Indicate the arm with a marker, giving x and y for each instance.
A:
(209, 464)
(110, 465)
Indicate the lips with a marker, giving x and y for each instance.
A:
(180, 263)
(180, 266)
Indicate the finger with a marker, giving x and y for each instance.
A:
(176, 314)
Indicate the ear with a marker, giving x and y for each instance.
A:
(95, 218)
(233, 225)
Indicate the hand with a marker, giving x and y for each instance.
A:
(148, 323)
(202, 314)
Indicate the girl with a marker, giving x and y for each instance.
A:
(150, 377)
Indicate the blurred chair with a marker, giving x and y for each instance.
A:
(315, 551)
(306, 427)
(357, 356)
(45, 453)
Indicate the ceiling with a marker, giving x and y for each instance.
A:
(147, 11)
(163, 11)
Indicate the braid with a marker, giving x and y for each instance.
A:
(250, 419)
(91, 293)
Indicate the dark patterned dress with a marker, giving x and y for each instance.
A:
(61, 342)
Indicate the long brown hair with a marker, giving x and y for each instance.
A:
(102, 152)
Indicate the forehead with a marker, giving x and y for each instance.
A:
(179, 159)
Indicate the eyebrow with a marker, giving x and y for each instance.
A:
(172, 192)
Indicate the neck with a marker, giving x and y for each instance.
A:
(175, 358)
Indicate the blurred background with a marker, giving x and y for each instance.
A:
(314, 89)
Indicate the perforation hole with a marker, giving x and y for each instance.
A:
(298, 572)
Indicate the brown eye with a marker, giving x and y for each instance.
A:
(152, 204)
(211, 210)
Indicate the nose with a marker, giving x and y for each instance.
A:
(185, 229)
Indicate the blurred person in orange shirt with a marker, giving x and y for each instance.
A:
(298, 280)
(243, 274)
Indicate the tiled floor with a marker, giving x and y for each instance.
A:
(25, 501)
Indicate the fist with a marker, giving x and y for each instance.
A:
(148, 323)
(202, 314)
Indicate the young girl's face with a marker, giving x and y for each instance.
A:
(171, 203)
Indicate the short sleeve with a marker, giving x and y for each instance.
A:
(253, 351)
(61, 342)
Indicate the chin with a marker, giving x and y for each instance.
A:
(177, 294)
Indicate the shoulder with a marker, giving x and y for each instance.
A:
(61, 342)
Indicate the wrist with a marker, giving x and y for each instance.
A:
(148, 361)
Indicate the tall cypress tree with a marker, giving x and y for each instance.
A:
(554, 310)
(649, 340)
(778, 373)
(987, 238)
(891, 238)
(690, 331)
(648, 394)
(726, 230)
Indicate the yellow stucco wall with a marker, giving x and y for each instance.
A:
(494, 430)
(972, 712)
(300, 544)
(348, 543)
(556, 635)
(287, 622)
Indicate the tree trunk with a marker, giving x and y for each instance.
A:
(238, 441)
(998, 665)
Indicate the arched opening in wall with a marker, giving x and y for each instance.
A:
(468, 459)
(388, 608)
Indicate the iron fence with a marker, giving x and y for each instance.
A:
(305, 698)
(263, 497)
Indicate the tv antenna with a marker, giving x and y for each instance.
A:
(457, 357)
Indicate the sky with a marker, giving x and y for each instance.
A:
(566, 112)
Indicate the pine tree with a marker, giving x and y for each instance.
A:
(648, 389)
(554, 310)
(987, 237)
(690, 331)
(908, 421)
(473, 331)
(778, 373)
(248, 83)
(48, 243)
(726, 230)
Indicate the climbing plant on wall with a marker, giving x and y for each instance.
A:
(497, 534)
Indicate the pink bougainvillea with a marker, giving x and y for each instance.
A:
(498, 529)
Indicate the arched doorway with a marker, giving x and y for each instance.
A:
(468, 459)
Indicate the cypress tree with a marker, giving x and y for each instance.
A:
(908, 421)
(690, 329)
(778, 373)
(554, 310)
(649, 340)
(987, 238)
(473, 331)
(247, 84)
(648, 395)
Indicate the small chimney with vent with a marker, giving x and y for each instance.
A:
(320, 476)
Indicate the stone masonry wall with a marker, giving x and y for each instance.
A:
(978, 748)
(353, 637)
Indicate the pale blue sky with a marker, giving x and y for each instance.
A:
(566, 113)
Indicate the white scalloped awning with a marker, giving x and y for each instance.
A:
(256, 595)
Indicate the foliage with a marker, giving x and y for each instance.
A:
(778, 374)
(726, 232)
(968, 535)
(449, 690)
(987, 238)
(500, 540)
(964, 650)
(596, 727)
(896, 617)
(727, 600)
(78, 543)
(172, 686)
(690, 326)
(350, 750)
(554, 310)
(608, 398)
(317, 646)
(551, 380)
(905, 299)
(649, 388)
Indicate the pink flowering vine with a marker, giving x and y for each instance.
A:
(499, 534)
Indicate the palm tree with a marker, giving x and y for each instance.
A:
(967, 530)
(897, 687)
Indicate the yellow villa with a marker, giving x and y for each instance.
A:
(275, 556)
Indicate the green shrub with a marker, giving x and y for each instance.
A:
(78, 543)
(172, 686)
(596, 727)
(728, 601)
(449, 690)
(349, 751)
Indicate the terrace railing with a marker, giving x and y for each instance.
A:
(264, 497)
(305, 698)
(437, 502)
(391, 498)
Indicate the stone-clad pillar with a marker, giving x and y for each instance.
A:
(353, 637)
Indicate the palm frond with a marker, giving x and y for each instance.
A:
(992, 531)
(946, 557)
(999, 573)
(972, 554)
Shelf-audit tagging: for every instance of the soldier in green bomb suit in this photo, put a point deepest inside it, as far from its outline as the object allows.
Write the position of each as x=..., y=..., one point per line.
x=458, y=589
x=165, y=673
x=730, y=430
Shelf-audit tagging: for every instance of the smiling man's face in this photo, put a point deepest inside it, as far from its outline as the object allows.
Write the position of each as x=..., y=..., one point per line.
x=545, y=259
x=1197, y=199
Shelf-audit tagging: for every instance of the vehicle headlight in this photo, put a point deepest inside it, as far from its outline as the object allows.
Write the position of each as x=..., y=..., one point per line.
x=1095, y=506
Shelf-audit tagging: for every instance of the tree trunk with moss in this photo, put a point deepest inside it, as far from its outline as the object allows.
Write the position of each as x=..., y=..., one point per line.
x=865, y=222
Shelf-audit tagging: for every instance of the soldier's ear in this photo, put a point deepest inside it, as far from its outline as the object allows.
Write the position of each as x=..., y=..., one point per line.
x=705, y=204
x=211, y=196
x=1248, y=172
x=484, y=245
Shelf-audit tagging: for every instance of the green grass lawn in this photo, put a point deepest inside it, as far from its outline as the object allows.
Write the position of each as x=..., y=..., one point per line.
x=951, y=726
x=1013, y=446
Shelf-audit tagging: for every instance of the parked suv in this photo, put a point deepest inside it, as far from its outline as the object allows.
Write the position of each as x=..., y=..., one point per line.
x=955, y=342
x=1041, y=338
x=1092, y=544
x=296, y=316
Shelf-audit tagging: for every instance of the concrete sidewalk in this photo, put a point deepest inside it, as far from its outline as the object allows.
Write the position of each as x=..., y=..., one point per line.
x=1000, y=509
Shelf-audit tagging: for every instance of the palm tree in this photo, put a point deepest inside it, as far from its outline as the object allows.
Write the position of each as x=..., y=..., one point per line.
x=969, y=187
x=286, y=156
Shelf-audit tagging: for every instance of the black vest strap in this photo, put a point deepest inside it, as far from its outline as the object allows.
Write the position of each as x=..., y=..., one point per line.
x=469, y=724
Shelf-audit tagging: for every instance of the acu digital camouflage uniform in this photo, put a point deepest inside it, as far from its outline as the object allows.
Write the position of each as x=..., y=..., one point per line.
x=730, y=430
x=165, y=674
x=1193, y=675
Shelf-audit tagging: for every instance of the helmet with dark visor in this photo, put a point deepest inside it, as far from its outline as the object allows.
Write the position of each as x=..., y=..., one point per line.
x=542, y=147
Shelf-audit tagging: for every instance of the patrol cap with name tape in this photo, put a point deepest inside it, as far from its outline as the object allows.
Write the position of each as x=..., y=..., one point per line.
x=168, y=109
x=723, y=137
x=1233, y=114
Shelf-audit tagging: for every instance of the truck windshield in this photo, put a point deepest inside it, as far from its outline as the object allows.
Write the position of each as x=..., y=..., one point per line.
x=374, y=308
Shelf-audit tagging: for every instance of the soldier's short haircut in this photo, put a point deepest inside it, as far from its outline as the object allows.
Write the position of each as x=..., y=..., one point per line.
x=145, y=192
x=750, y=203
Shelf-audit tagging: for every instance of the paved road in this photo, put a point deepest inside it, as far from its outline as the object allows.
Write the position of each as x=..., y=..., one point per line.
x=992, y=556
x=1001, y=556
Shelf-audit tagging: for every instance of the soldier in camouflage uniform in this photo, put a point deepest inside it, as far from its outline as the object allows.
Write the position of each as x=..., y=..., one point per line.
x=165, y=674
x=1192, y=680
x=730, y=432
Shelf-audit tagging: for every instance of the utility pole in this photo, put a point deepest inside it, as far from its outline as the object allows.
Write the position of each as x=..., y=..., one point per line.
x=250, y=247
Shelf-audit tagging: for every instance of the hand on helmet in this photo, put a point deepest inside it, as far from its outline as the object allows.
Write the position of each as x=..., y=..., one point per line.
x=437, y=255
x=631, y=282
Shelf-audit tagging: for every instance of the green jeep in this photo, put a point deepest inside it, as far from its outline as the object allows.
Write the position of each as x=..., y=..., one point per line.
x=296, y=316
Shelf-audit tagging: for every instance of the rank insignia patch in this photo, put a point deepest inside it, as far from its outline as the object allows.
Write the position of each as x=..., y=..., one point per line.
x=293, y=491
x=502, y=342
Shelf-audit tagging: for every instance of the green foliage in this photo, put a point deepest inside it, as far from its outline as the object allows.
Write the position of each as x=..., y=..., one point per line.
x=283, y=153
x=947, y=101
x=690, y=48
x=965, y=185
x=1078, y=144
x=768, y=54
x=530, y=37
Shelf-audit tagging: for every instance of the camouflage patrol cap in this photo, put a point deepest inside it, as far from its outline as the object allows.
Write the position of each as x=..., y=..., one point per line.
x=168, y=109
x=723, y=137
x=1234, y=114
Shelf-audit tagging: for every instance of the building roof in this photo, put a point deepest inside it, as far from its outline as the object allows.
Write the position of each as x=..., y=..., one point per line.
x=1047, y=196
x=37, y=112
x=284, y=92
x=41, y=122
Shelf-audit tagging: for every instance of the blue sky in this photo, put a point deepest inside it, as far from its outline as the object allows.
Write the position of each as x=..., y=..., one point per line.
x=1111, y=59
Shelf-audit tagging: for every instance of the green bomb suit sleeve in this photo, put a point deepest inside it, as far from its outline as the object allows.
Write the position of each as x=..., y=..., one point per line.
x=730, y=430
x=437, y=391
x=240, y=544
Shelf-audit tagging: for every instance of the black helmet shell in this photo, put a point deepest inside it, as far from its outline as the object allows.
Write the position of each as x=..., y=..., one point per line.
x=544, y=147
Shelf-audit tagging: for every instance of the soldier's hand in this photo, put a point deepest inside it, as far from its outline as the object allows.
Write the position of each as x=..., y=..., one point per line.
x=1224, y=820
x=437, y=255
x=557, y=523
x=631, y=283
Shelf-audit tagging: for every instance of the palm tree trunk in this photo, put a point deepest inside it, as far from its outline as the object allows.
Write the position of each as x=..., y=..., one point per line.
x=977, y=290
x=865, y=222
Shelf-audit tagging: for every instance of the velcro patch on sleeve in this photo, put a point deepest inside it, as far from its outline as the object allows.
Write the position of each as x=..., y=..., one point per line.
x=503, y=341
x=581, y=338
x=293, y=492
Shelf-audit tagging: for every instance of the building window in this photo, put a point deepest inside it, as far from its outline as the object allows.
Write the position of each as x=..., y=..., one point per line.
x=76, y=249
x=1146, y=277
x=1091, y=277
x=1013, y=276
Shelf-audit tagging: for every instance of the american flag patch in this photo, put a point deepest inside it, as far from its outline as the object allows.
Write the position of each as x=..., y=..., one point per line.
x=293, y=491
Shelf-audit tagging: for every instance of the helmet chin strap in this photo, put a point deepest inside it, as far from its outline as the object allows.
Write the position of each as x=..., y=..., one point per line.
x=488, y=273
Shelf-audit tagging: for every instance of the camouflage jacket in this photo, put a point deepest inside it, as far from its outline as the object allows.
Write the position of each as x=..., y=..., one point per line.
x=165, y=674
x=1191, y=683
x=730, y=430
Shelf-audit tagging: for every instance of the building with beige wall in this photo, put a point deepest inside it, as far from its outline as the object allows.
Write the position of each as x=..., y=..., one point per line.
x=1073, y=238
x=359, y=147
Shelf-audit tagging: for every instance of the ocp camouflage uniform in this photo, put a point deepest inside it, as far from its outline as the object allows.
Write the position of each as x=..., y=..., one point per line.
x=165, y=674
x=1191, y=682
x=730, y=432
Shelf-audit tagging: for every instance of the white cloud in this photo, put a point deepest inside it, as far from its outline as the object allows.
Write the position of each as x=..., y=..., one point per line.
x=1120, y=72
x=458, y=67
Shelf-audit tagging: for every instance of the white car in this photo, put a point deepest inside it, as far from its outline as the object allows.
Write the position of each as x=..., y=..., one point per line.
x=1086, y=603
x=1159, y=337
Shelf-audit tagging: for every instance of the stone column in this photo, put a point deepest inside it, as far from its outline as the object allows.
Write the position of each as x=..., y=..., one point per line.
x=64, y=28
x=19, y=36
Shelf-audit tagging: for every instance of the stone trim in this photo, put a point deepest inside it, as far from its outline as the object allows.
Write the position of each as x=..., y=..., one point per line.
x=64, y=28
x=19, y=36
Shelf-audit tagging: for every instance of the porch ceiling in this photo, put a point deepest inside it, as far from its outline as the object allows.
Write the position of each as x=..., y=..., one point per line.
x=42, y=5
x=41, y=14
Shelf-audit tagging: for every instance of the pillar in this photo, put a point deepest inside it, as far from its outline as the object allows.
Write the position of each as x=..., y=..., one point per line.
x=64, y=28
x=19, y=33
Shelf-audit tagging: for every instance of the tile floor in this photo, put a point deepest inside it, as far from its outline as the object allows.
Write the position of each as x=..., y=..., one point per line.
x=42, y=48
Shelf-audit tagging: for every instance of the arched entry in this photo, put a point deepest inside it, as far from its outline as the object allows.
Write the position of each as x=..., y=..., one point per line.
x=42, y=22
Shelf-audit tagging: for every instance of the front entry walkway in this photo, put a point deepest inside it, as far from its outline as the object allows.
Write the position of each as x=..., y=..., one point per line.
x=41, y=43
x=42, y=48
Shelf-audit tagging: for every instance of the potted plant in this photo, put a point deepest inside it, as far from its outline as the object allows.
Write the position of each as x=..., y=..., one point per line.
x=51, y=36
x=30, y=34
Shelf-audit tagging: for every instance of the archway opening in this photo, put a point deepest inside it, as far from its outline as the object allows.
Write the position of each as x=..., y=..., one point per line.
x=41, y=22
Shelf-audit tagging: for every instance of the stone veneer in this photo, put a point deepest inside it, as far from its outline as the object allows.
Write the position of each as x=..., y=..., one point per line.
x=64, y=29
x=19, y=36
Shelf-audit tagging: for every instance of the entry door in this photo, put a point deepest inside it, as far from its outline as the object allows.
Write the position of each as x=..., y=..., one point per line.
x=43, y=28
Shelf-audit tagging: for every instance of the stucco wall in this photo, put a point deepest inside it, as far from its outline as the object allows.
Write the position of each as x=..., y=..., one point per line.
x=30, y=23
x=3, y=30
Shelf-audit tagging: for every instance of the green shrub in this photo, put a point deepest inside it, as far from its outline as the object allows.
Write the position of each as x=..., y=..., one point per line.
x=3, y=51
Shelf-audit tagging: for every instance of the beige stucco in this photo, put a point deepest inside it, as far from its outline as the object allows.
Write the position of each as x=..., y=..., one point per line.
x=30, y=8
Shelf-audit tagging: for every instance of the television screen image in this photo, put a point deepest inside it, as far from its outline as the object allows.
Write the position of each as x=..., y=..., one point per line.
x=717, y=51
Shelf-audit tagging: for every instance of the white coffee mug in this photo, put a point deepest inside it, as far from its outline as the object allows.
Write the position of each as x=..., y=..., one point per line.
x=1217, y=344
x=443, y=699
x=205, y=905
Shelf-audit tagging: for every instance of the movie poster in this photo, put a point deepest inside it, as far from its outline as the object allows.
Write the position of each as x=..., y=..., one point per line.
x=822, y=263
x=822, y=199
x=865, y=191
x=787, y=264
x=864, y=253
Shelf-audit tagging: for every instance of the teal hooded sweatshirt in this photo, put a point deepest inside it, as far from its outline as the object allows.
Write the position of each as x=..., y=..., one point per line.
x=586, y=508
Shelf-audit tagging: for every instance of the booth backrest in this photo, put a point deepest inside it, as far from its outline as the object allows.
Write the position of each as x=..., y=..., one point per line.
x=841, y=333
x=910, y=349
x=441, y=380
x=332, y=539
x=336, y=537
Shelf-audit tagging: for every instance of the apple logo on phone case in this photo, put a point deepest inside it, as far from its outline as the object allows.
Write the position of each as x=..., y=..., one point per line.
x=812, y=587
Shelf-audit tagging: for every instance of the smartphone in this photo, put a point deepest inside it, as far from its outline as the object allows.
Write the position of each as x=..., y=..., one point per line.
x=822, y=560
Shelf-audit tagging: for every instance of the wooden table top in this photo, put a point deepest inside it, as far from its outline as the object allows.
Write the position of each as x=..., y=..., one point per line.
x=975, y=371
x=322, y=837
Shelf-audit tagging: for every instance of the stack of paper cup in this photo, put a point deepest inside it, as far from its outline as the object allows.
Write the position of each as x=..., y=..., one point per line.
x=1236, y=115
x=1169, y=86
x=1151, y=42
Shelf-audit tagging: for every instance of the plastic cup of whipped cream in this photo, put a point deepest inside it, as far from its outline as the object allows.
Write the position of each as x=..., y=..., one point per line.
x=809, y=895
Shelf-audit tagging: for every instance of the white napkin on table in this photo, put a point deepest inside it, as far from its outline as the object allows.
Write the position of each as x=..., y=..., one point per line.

● Goal of the exercise:
Above are the records. Print exactly, and only, the lines from the line with "Indicate the blurred background" to the line with "Indicate the short", both inclusive.

● Response area:
Indicate the blurred background with a marker, giving x and y for each instance.
A:
(314, 89)
Indicate the perforation hole with a marker, giving x and y for each instance.
A:
(298, 572)
Indicate the brown eye with a marker, giving x and y for each instance.
A:
(152, 204)
(211, 210)
Indicate the nose with a marker, giving x and y for each instance.
A:
(185, 229)
Indicate the blurred person in orange shirt with a marker, giving x and y for each instance.
A:
(298, 280)
(243, 274)
Indicate the tiled floor with a marker, giving x and y for each instance.
A:
(25, 501)
Indicate the fist with a marker, giving x and y for each instance.
A:
(148, 323)
(202, 314)
Indicate the young girl's face with a marker, giving x and y for each instance.
A:
(171, 203)
Indicate the short sleeve with a marker, giving x and y for each instance.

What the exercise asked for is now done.